Your instructions – Recast the items below, starting at their first line and ending at the line that contains "x=186 y=174", as a Markdown table with the columns Row and Line. Give one row per line and skip blank lines.

Record extracts –
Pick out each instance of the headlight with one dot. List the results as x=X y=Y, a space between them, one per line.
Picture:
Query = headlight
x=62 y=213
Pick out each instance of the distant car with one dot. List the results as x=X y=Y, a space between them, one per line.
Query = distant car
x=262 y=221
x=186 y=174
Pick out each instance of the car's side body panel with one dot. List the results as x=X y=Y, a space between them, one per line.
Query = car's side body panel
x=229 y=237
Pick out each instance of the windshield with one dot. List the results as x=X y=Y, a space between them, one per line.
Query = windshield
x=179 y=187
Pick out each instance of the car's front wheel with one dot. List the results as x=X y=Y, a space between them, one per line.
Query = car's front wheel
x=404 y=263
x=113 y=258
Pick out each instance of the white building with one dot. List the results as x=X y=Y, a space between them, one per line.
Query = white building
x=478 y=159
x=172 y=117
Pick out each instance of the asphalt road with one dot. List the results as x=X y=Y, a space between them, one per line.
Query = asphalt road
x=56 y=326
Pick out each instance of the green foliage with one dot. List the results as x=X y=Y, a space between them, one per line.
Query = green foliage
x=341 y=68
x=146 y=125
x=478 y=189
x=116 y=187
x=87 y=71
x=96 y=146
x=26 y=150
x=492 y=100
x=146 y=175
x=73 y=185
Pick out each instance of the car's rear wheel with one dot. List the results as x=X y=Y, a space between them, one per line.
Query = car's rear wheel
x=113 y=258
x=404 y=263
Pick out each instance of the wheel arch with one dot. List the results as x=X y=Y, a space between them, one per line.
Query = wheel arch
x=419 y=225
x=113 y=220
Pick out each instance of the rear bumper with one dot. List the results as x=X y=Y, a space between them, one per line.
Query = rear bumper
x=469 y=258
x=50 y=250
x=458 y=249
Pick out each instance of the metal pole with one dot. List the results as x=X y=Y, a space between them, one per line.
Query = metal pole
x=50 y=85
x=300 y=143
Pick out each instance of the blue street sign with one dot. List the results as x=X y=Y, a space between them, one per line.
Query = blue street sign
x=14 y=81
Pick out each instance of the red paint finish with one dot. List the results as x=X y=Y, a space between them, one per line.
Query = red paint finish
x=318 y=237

Answer to this problem –
| Row | Line |
|---|---|
| 1 | Pick out each instance of the headlight with one dot. List the results as x=X y=Y, a space between them, one per line. |
| 2 | Picture: |
| 3 | Query = headlight |
| 4 | x=62 y=213 |
| 5 | Pick out each instance of the distant car with one dot. List the results as x=X y=Y, a space between them, one per line. |
| 6 | Query = distant car |
| 7 | x=262 y=221 |
| 8 | x=186 y=174 |